:: Zadanie pisemne 1 ::
Przepisz bez zmian te linie rekordów, które biegną od linii zawierającej "Could you please locate the silver" do linii zawierającej "439, 258, 458, 269", obie włącznie.

:: Tekst do czytania ::
━━━

Posłowie Solidarnej Polski twierdzą, że podstawowym powodem ich braku poparcia dla kandydatury Piotra Glińskiego na premiera rządu technicznego było to, iż nie miał on szans na wygraną. Ludwik Dorn wyraził to z sejmowej trybuny w następujący sposób: „Można powiedzieć tak, że Solidarna Polska, gdyby od jej głosów zależało, to, czy to konstruktywne wotum nieufności przejdzie czy nie przejdzie, no to zatkałaby nos, zamknęła oczy, zacisnęła zęby, pięści i głosowała za tym konstruktywnym wotum nieufności. Ale nie zależy. W związku z tym racji arytmetyczno-politycznej tutaj nie ma.”
Jest to zadziwiająca argumentacja w ustach polityków partii, która ponoć jest w opozycji do rządzącej koalicji PO-PSL. Oznacza bowiem, że Solidarna Polska będzie głosować w Sejmie jedynie na … kandydatów popieranych przez aktualną sejmową większość! Jest bowiem oczywiste, że w tej chwili bez poparcia PO i PSL nikt nie zostanie wybrany na jakiekolwiek stanowisko państwowe! Ponieważ Solidarna Polska zanegowała sens zgłaszania kandydatur polityków, którzy nie mają w Sejmie szans na wygraną, to należy domniemywać, iż sama takich wysuwać nie będzie. Liderzy tej rzekomo opozycyjnej partii będą zgłaszać jedynie takie osoby, na które głosować będą posłowie PO i PSL. Zatem Zbigniew Ziobro, Jacek Kurski i Ludwik Dorn będą musieli najpierw poprosić o audiencję u Donalda Tuska, żeby się dowiedzieć, czy proponowana przez nich osoba będzie zaakceptowana przez sejmową większość. Od stanowiska szefa PO zależeć będzie, czy swojego kandydata zgłoszą. Jeśli proponowana przez nich osoba Tuskowi się nie spodoba, to zrezygnują z jej zgłaszania.

━━━

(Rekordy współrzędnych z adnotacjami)
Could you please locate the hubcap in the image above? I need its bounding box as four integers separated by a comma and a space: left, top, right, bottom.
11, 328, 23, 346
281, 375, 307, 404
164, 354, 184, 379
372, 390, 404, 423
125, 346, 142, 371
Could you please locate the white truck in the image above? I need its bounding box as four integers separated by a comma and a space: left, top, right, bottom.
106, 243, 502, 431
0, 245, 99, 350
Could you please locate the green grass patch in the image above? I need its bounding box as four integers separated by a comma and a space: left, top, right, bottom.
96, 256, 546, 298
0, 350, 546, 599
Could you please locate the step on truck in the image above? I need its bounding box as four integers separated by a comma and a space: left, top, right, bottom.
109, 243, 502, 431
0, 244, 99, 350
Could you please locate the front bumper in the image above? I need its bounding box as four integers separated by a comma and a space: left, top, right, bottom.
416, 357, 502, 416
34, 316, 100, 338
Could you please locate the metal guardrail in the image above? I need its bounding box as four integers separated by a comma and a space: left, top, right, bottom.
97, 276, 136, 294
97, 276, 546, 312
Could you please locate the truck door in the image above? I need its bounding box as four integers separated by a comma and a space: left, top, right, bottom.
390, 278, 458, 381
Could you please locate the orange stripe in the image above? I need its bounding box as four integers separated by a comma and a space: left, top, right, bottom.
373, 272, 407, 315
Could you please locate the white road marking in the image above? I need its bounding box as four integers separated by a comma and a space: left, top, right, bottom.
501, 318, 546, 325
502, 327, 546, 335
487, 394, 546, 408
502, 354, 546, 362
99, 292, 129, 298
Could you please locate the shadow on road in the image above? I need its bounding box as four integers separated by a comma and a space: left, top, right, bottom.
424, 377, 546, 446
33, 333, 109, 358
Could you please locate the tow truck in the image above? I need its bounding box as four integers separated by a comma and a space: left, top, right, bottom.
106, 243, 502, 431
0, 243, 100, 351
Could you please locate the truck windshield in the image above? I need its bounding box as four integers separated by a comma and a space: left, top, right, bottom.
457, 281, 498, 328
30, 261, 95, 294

━━━

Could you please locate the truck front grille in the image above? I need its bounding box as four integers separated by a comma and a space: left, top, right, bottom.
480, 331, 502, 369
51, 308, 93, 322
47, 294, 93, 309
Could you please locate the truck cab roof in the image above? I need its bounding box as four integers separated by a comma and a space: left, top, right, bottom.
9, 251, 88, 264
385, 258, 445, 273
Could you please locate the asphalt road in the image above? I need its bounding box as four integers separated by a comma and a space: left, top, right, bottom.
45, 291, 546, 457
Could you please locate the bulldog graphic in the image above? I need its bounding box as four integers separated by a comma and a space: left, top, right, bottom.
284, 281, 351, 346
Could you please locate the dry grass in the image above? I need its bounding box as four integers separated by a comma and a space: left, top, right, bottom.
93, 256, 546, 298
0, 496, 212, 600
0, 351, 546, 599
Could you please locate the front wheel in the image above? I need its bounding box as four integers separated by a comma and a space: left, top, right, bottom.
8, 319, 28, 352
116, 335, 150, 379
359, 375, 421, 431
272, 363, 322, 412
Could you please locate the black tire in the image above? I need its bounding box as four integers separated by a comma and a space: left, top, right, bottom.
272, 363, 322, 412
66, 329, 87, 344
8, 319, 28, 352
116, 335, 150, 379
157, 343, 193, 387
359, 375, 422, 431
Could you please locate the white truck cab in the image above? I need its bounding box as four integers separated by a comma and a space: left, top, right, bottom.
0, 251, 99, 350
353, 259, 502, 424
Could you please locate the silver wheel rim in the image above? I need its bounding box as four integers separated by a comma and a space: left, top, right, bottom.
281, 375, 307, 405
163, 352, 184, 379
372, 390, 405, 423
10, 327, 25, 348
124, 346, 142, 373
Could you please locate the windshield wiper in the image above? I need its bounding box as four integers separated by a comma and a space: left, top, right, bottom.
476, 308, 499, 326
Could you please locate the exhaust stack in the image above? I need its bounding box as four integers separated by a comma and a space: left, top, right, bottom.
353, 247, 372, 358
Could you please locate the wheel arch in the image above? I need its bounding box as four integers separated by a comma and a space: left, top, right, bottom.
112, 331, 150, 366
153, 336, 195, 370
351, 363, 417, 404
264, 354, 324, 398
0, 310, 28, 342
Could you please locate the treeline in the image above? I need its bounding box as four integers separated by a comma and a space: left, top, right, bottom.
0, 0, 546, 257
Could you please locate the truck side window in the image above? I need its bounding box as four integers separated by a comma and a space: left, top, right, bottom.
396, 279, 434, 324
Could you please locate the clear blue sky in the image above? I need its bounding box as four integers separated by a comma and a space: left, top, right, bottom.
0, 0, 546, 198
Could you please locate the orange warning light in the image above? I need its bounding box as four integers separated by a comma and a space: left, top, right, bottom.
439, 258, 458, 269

━━━

:: Zadanie pisemne 2 ::
Wypisz wszystkie osoby, które tekst o Solidarnej Polsce podaje z imienia i nazwiska.

:: Odpowiedź 1 ::
Could you please locate the silver wheel rim in the image above? I need its bounding box as four integers separated by a comma and a space: left, top, right, bottom.
281, 375, 307, 405
163, 352, 184, 379
372, 390, 405, 423
10, 327, 25, 348
124, 346, 142, 373
Could you please locate the windshield wiper in the image above? I need its bounding box as four integers separated by a comma and a space: left, top, right, bottom.
476, 308, 499, 326
Could you please locate the exhaust stack in the image above? I need its bounding box as four integers separated by a comma and a space: left, top, right, bottom.
353, 247, 372, 358
Could you please locate the wheel arch in the image above? I need its bounding box as four integers separated by a comma and a space: left, top, right, bottom.
112, 331, 150, 366
153, 336, 195, 370
351, 363, 417, 404
264, 354, 324, 398
0, 310, 28, 342
Could you please locate the treeline in the image above? I need its bounding box as four integers separated by a comma and a space: left, top, right, bottom.
0, 0, 546, 257
Could you please locate the truck side window in the image above? I need its bounding box as four integers separated by a comma and a space: left, top, right, bottom.
396, 279, 434, 324
Could you please locate the clear blue sky in the image above? I need its bounding box as four integers separated by a comma and a space: left, top, right, bottom.
0, 0, 546, 198
Could you please locate the orange warning light in the image above? I need its bounding box as four integers separated by a comma and a space: left, top, right, bottom.
439, 258, 458, 269

:: Odpowiedź 2 ::
Piotr Gliński, Ludwik Dorn, Zbigniew Ziobro, Jacek Kurski, Donald Tusk